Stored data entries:
◆ ◆ ◆

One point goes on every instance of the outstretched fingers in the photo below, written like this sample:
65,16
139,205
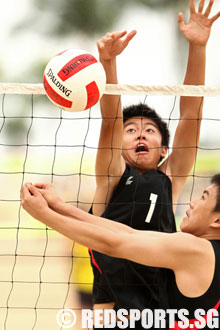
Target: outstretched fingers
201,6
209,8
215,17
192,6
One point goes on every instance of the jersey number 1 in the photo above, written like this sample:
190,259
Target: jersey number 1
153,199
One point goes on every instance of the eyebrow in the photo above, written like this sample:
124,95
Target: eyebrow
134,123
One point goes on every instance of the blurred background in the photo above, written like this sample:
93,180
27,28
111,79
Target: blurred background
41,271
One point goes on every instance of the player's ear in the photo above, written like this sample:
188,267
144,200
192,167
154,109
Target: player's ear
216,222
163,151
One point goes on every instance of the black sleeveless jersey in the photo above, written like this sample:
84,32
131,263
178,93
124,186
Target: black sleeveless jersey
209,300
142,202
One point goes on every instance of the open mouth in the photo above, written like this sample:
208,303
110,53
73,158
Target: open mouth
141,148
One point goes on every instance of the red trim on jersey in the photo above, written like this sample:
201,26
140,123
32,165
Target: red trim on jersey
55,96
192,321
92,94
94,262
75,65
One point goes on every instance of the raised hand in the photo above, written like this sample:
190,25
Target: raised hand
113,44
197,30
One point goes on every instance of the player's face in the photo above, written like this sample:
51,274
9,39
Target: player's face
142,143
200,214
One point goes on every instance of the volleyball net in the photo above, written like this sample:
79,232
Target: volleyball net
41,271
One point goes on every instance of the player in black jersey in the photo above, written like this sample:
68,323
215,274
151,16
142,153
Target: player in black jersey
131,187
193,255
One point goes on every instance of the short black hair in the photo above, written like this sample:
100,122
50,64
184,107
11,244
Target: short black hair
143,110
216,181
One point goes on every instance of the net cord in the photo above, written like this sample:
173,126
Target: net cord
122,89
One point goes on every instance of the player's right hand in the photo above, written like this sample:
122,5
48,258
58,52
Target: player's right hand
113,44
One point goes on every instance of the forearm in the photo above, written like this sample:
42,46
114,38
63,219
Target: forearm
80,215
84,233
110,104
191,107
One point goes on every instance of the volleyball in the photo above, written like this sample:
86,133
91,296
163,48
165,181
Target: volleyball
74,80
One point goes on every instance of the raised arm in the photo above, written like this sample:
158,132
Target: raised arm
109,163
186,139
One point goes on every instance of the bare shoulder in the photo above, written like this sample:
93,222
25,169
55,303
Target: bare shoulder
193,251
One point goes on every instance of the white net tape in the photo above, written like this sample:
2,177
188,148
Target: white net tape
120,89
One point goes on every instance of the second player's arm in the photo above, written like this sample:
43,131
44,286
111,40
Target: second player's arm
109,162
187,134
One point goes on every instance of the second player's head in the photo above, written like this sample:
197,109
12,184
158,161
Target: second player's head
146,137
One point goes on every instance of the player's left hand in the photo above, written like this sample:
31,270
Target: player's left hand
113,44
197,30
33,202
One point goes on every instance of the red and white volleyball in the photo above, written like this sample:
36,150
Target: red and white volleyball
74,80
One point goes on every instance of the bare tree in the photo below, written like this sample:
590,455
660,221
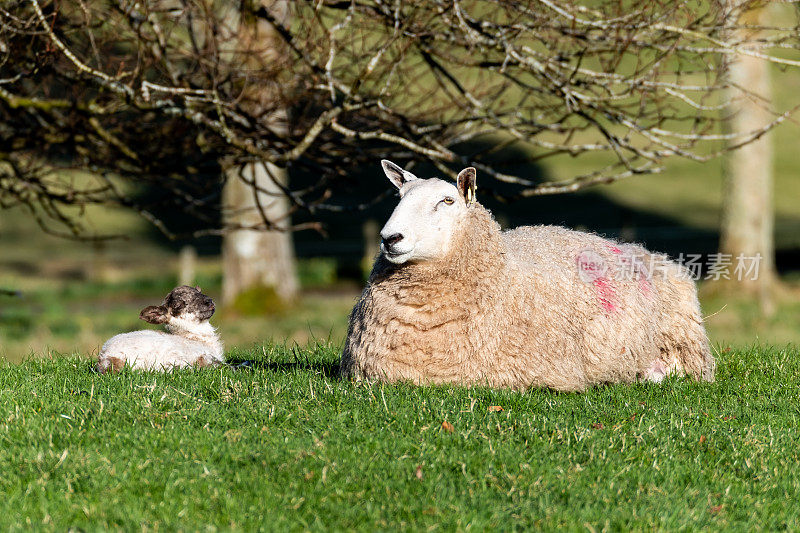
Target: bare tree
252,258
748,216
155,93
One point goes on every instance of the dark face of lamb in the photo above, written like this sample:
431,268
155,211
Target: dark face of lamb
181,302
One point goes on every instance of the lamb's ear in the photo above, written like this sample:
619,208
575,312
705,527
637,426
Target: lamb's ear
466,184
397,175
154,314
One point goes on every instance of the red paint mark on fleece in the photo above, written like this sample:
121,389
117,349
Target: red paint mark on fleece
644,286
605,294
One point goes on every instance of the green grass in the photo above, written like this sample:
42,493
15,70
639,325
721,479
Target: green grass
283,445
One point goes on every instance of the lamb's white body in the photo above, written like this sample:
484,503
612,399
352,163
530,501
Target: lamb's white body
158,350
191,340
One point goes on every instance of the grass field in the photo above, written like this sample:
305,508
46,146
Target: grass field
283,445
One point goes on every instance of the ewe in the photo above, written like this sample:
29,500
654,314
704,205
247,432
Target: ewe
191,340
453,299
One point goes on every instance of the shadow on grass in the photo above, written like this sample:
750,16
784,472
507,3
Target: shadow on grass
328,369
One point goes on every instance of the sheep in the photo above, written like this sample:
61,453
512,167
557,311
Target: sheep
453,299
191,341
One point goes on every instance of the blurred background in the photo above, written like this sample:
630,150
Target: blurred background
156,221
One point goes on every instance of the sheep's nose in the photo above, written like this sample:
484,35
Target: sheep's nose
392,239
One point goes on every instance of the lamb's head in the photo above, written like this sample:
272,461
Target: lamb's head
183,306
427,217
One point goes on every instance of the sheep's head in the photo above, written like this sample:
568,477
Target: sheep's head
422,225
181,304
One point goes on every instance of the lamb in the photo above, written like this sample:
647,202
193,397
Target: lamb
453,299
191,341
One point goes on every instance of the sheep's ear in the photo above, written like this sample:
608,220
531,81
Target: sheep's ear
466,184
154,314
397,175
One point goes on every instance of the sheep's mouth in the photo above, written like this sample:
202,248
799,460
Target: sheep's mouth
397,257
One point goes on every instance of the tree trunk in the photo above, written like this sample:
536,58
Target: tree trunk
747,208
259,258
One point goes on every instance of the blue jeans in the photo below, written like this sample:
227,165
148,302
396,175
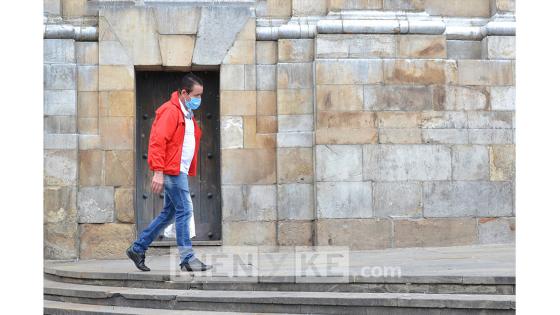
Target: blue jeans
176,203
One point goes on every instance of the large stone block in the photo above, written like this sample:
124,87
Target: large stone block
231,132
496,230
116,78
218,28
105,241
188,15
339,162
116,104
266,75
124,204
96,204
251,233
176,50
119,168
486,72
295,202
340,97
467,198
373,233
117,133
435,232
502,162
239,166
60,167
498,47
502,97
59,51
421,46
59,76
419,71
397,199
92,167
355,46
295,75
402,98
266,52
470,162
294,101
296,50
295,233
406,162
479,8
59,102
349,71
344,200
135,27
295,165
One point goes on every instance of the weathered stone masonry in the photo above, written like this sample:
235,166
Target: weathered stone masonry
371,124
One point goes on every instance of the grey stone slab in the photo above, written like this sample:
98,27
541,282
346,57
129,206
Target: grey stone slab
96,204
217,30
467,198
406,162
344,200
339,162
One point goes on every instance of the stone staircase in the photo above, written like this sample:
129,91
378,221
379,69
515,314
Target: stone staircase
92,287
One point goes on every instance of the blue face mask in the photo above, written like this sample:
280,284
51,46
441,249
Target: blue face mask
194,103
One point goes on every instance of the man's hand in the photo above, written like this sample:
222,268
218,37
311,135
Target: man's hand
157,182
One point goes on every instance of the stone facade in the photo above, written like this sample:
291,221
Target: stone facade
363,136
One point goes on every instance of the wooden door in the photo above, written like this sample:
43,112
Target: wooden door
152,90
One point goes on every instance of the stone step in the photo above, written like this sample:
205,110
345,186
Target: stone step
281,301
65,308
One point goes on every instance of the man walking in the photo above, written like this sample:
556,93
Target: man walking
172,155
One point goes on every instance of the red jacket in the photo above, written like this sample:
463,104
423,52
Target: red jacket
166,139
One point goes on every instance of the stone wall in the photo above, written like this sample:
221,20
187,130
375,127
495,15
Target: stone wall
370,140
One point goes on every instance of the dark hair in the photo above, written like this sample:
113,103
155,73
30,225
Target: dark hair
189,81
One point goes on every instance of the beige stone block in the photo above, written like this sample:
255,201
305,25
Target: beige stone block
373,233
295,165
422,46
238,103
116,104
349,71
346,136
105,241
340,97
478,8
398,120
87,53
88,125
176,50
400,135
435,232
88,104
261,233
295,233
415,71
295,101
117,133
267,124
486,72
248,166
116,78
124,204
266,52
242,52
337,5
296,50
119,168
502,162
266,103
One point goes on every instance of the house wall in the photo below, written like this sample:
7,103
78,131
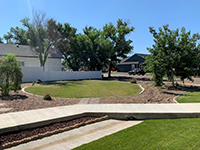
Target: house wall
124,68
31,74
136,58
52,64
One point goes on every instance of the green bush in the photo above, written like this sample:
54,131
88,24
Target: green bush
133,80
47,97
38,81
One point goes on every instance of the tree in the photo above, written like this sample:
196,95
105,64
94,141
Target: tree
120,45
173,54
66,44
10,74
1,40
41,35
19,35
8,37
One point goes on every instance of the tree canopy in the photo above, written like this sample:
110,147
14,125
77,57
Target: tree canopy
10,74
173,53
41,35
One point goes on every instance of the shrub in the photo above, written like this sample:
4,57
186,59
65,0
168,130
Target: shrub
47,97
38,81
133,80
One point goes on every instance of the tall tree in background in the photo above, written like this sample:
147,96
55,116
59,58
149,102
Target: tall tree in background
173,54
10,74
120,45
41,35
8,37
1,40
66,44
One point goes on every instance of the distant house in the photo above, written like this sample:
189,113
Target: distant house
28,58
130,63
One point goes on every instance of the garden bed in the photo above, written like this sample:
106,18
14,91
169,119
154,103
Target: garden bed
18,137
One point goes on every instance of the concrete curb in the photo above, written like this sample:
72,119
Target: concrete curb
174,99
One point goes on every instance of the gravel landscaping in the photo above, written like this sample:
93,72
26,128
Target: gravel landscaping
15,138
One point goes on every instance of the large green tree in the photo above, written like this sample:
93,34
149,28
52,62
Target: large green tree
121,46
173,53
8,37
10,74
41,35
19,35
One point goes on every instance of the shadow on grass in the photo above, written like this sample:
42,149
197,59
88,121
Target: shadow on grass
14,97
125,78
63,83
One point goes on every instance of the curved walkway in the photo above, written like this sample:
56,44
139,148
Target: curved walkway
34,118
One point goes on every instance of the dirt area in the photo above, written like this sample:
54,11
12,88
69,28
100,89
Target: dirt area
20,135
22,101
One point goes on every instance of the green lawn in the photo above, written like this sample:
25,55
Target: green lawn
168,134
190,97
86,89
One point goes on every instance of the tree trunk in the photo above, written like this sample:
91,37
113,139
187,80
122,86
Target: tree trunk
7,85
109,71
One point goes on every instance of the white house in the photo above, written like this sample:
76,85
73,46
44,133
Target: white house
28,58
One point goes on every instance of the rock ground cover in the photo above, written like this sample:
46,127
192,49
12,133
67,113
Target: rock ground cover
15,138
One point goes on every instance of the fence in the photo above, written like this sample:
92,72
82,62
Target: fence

◆ ◆ ◆

Which lines above include the string "below"? Show them.

One point goes on every instance of the outstretched fingers in the photo below, written like this sample:
One point goes on every instance of the bare tree in the photo below, written like this sample:
One point goes on every instance of the blue jeans in the photo below, written like this sample:
One point goes on every instance of the house wall in the photo below, written like this sample:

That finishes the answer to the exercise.